Bu noktada zayıf olan devletler daha fazla genişleyemezler. Keza devletin ömrünün uzun olması ve geniş topraklara uzun asırlar hükmetmesi, asabiyetin güçlü, sayılarının da çok olmasına bağlıdır.
İbn Haldun’a göre “çok sayıda kabilelerin”, “çeşit çeşit cemaatların” bulunduğu topraklarda, kuvvetli, sağlam bir devletin kurulması zordur. (Mukaddime, I, 492, 495, 496 ).
Acaba İbn Haldun burada sağlam bir devlet için “iç muhalefetin” tümüyle susturulması gerektiğine mi işaret ediyor?
Öyle görünüyor ki onun şikayet ettiği şey çok renkli bir iç muhalefetin “devletin işleyişini engellemesi”, “muhalif gurupların birbirini çelmelemesi” diye ifade ettiği olaylardır.
Yani rejim çalkantıları içinde yaşayan bir devlet haliyle güçlü olamayacaktır.
Muhalefetin barışçı yollardan sisteme katıldığı, iç çatışmaların düzene sokulduğu, muhalif gurupların enerjisinin devletin yükselmesine yönlendirildiği ülkelerde, iç muhalefet devletin gücünü zayıflatan değil tam tersi artıran bir işleve sahip olacaktır.
Bu durumda çok seslilik, İbn Haldun’un tabiriyle “çok sayıda kabileler, çeşit çeşit cemaatlar” devletin güç kaynakları haline gelecektir. Bu da ancak katılımcı bir sistem içinde mümkündür.
İbn Haldun’un çağında mülkü ilahi bir hak olarak gören hanedanlar ve bu ilahi hakkın kendinde olduğunu iddia eden karşı-hanedanlar kıyasıya bir çatışma içindeydi.
Kim güçlüyse o diğerini bastırarak “ilahi hakkı” elde ediyordu. Bir devlette istikrar, muhalefetin barışçı yollardan sisteme katılması yoluyla değil, güç ve kuvvet kullanıp bastırılarak oluyordu.
Baskı gevşeyince muhalefet zembereğinden boşalmışçasına patlıyor, iç savaşlar ve rejim çalkantıları kaçınılmaz hale geliyordu.
İbn Haldun devlette “tek adam” (infirad) yönetiminin doğuşunu da tabii/fıtri kanunlarla açıklar.
Şöyle ki: Farklı asabiyetlerden birisi diğerlerini bertaraf ederek mülkü ele geçir. İnsanın tabiatında varolan her şeye hakim olma dürtüsü giderek “tek adam” yönetimine dönüşür.

- Görev A -
İbn Haldun'un devlet anlayışını anlatan metne göre aşağıdaki soruları yanıtlayın ve her yanıtı, sorunun işaretiyle ayrı bir satıra yazın.
(i) İbn Haldun'a göre hangi topraklarda kuvvetli, sağlam bir devletin kurulması zordur?
(ii) Baskı gevşeyince ne oluyordu?
(iii) İbn Haldun "tek adam" yönetiminin doğuşunu neyle açıklar?
Metin ile kayıtlar arasında hiçbir bağlantı yoktur.

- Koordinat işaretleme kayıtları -
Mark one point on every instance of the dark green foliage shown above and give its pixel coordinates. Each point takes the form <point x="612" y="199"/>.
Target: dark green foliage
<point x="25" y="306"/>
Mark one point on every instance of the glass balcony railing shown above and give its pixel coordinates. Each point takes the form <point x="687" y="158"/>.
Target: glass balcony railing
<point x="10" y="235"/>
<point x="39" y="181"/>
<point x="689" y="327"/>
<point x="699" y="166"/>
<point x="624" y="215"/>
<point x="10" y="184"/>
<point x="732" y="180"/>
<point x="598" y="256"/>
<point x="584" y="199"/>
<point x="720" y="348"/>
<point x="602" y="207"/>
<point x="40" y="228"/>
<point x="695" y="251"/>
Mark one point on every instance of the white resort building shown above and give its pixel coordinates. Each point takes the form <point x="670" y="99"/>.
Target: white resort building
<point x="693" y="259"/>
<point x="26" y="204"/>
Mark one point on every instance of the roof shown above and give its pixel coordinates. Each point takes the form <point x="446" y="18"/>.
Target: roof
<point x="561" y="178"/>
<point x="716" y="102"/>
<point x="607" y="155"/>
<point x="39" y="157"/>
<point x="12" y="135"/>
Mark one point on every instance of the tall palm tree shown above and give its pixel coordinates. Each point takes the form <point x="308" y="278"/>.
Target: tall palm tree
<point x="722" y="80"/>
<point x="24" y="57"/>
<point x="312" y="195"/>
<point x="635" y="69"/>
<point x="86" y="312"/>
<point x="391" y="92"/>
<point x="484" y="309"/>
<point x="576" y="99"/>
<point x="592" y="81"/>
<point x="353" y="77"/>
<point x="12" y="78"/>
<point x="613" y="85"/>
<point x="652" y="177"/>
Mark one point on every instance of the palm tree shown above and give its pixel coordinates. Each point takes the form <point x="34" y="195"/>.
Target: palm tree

- Görev B -
Kayıtlarda "Mark one point on every instance of the glass" ifadesini içeren satırdan başlayarak kayıtların sonuna kadar, bu ilk satır da dahil olmak üzere tüm satırları kelimesi kelimesine yeniden yazın.

- Tam çıktı A -
(i) Çok sayıda kabilelerin, çeşit çeşit cemaatların bulunduğu topraklarda.
(ii) Muhalefet zembereğinden boşalmışçasına patlıyor, iç savaşlar ve rejim çalkantıları kaçınılmaz hale geliyordu.
(iii) Tabii/fıtri kanunlarla.

- Tam çıktı B -
Mark one point on every instance of the glass balcony railing shown above and give its pixel coordinates. Each point takes the form <point x="687" y="158"/>.
Target: glass balcony railing
<point x="10" y="235"/>
<point x="39" y="181"/>
<point x="689" y="327"/>
<point x="699" y="166"/>
<point x="624" y="215"/>
<point x="10" y="184"/>
<point x="732" y="180"/>
<point x="598" y="256"/>
<point x="584" y="199"/>
<point x="720" y="348"/>
<point x="602" y="207"/>
<point x="40" y="228"/>
<point x="695" y="251"/>
Mark one point on every instance of the white resort building shown above and give its pixel coordinates. Each point takes the form <point x="670" y="99"/>.
Target: white resort building
<point x="693" y="259"/>
<point x="26" y="204"/>
Mark one point on every instance of the roof shown above and give its pixel coordinates. Each point takes the form <point x="446" y="18"/>.
Target: roof
<point x="561" y="178"/>
<point x="716" y="102"/>
<point x="607" y="155"/>
<point x="39" y="157"/>
<point x="12" y="135"/>
Mark one point on every instance of the tall palm tree shown above and give its pixel coordinates. Each point takes the form <point x="308" y="278"/>.
Target: tall palm tree
<point x="722" y="80"/>
<point x="24" y="57"/>
<point x="312" y="195"/>
<point x="635" y="69"/>
<point x="86" y="312"/>
<point x="391" y="92"/>
<point x="484" y="309"/>
<point x="576" y="99"/>
<point x="592" y="81"/>
<point x="353" y="77"/>
<point x="12" y="78"/>
<point x="613" y="85"/>
<point x="652" y="177"/>
Mark one point on every instance of the palm tree shown above and give its pixel coordinates. Each point takes the form <point x="34" y="195"/>.
Target: palm tree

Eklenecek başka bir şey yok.